__RECORDS PROVIDED__:
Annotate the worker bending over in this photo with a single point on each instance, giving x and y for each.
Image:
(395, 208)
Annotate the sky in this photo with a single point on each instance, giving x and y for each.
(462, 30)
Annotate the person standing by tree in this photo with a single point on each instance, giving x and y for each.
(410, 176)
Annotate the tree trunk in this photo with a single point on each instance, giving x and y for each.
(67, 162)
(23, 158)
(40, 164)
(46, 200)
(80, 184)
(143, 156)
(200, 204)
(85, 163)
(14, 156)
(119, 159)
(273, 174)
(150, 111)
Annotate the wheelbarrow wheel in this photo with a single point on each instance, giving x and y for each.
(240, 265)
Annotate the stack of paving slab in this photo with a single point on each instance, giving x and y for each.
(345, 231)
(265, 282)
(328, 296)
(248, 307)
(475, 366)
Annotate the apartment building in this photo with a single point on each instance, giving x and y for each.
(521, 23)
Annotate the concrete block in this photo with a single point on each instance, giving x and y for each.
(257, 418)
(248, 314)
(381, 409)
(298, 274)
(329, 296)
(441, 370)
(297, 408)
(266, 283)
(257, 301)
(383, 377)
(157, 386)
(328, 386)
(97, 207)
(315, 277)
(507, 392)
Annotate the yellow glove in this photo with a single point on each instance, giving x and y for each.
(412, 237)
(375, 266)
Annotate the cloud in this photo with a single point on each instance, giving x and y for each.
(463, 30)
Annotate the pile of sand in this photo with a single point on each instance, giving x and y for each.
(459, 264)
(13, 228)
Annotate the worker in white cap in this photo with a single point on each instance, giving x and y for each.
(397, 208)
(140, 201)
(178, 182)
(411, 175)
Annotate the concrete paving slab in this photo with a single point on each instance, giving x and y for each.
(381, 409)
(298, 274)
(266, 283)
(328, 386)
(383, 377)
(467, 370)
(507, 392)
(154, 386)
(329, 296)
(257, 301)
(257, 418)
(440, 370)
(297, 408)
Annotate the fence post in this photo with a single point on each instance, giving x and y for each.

__INSTRUCTIONS FOR THE TASK__: To complete this exercise, set down every line above exactly once more.

__EXERCISE RESULT__:
Annotate the worker bending over in this photo with a single point on each instance, giving x and y for each.
Image:
(395, 208)
Annotate the sky in this photo with a single point on each instance, giving x and y for each.
(462, 30)
Annotate the person standing by tree in this photo with a single point on each instance, giving x and y for each.
(410, 176)
Annotate the tree trunk in this photo with a single point on each instance, giving x and y for each.
(67, 162)
(23, 158)
(40, 164)
(46, 200)
(80, 184)
(143, 156)
(200, 204)
(85, 163)
(14, 156)
(119, 159)
(273, 174)
(150, 111)
Annotate the wheelbarrow wheel in this photo with a single point on each instance, giving x and y for each.
(240, 265)
Annotate the stack of paving slab in this photo with a single point on each instance, giving x and y for each.
(345, 231)
(265, 282)
(328, 296)
(248, 307)
(475, 366)
Annotate the apartment building in this photo with a single point on each instance, giving x and y for each.
(521, 23)
Annotate the concrete block in this photo with a single point on each instance, giving x and y for each.
(257, 418)
(248, 314)
(381, 409)
(298, 274)
(329, 296)
(441, 370)
(297, 408)
(266, 283)
(257, 301)
(383, 377)
(157, 386)
(328, 386)
(97, 207)
(315, 277)
(507, 392)
Annotate the yellow glove in this photo with a single point on each instance, giving x and y for each.
(412, 237)
(375, 266)
Annotate the cloud in this photo with a single point on each instance, giving x and y for each.
(463, 30)
Annotate the pile of sand in this photo with a single point on each instance, giving x and y for each.
(459, 264)
(13, 228)
Annotate the worker in white cap in this photo with a single point on each instance, giving x and y for each.
(397, 208)
(140, 201)
(178, 182)
(411, 175)
Annotate the concrete paving slab in this photo with a single point on each instance, giving x and y for each.
(381, 409)
(298, 274)
(266, 283)
(328, 386)
(383, 377)
(467, 370)
(507, 392)
(154, 386)
(329, 296)
(257, 301)
(257, 418)
(440, 370)
(297, 408)
Annotate the fence post in this photo with a single point on each instance, giving x and y for each.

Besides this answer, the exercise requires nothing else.